:: Estratto del testo ::
= = = = =
In occasione di Cucire il tempo. L’arte come tessitura del quotidiano (a Mantova, alle Pescherie di Giulio Romano, da domani al 7 novembre), progetto di Stefano Baia Curioni e Melina Mulas con opere di Sonia Costantini e Maria Lai (sino al 27 settembre), Marta Allegri e Irene Lanza (dal 28 settembre al 17 ottobre), Rosanna Bianchi Piccoli e Antonella Zazzera (dal 19 ottobre al 7 novembre), allo Spazio Te di Palazzo Te si terrà domani alle 18 una conferenza su Maria Lai di Elena Pontiggia e Maria Sofia Pisu (prenotazione a spaziote@fondazionepalazzote.it), nel corso della quale verrà anche proiettato il video di Tonino Casula su Legarsi alla montagna. Proponiamo qui l’intervento di Pontiggia.
Maria Lai ha avviato in Italia l’arte relazionale, cioè un’arte che non nasce dall’io dell’artista, ma da una azione corale. Ora mi spiego meglio, ma prima vorrei fare una premessa, ricordando le parole di Baudelaire e di Gadda. “La modernità è la metà dell’arte: l’altra metà è la sua eternità”, ha scritto il primo nel Pittore della vita moderna. “Se un’idea è più moderna di un’altra è segno che non sono immortali né l’una né l’altra”, ha scritto il secondo nella Cognizione del dolore. In questo senso l’arte relazionale non va intesa in senso evoluzionistico, come se fosse un’arte “più moderna” di altre, ma piuttosto va considerata una possibilità espressiva che può aggiungersi ad altre possibilità, allo stesso modo in cui l’invenzione del cinema non ha certo cancellato il teatro.
= = = = =
Voci tratte da una raccolta
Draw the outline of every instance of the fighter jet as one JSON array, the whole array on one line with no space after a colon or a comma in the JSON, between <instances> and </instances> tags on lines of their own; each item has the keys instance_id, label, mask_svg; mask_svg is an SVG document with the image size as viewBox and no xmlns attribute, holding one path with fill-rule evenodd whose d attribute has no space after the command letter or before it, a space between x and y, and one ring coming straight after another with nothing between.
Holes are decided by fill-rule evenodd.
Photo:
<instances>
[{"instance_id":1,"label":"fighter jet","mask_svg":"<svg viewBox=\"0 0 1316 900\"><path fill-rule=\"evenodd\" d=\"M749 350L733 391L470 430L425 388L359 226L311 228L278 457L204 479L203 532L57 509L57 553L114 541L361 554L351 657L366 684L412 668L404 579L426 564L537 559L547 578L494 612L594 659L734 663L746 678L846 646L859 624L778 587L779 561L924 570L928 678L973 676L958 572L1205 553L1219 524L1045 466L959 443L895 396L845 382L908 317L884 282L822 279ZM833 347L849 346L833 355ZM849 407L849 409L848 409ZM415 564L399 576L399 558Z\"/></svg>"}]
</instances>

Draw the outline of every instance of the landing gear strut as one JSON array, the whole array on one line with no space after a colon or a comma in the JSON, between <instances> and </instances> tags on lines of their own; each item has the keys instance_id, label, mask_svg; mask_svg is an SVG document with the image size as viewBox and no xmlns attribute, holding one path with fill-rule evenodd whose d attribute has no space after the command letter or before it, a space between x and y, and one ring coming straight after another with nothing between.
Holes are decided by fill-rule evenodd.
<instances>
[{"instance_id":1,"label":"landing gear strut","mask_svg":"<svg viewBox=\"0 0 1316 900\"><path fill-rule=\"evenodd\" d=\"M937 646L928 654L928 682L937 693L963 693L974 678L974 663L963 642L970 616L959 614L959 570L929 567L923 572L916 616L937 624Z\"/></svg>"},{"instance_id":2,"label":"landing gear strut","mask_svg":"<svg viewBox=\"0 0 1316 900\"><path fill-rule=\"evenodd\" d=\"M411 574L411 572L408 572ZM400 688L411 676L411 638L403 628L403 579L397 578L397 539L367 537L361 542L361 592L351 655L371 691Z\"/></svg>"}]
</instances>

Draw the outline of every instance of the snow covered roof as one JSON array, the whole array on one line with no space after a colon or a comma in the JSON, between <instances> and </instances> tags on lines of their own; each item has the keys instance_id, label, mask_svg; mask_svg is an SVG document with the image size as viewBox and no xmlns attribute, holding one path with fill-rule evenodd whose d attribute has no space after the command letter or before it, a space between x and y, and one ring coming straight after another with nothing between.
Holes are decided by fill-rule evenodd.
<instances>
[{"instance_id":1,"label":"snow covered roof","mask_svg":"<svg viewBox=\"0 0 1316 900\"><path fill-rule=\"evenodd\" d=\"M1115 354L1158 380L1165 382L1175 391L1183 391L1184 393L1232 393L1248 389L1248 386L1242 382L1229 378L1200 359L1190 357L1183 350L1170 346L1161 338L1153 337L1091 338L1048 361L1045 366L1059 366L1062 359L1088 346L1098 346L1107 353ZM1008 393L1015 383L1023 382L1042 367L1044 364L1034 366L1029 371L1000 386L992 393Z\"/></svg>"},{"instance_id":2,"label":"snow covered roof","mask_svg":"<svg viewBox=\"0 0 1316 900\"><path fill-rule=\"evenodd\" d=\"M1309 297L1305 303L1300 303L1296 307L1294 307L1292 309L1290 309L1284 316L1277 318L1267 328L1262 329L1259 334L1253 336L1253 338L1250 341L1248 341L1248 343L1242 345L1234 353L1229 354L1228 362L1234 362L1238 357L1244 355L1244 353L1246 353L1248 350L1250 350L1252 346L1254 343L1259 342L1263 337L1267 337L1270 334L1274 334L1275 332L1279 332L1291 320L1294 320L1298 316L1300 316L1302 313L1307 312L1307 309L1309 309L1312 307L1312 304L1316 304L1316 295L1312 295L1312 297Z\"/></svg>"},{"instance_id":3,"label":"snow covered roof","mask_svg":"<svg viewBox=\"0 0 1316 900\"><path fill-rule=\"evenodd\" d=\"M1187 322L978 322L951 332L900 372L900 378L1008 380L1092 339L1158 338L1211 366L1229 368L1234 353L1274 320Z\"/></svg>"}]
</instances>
= = = = =
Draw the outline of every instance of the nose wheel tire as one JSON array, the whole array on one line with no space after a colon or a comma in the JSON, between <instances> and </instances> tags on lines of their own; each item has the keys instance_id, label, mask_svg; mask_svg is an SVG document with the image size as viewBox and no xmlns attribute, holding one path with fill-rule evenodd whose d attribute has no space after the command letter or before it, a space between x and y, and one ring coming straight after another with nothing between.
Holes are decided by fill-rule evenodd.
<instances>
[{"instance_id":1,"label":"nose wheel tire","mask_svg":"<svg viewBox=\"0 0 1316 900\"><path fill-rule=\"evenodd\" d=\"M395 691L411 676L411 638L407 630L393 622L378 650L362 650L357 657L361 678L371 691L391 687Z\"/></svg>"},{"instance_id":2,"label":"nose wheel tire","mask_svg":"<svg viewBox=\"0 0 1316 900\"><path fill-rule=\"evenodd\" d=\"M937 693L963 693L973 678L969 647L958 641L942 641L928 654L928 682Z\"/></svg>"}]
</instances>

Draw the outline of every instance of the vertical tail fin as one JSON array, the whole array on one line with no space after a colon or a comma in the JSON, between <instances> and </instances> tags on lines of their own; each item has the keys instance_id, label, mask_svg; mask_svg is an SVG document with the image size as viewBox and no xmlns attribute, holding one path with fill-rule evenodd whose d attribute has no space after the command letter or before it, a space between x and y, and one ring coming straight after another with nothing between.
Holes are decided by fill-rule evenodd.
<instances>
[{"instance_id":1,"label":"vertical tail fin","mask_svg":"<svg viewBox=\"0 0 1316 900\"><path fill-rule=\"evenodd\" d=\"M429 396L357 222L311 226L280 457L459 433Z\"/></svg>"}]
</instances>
= = = = =
:: Attività da svolgere ::
(1) Elenca tutti i nomi che l'estratto indica come autori delle opere esposte in Cucire il tempo.
(2) Riduci a un breve elenco puntato il paragrafo dell'estratto che comincia con «Maria Lai ha avviato in Italia», mantenendone i fatti principali.
Le voci non hanno alcun legame con l'estratto.

:: Risposte svolte ::
(1)
- Sonia Costantini
- Maria Lai
- Marta Allegri
- Irene Lanza
- Rosanna Bianchi Piccoli
- Antonella Zazzera

(2)
- Maria Lai ha avviato in Italia l'arte relazionale, che non nasce dall'io dell'artista ma da un'azione corale.
- Baudelaire, nel Pittore della vita moderna: la modernità è metà dell'arte, l'altra metà è la sua eternità.
- Gadda, nella Cognizione del dolore: se un'idea è più moderna di un'altra, nessuna delle due è immortale.
- L'arte relazionale non va quindi vista come "più moderna" di altre. È una possibilità espressiva che si aggiunge alle altre, come il cinema non ha cancellato il teatro.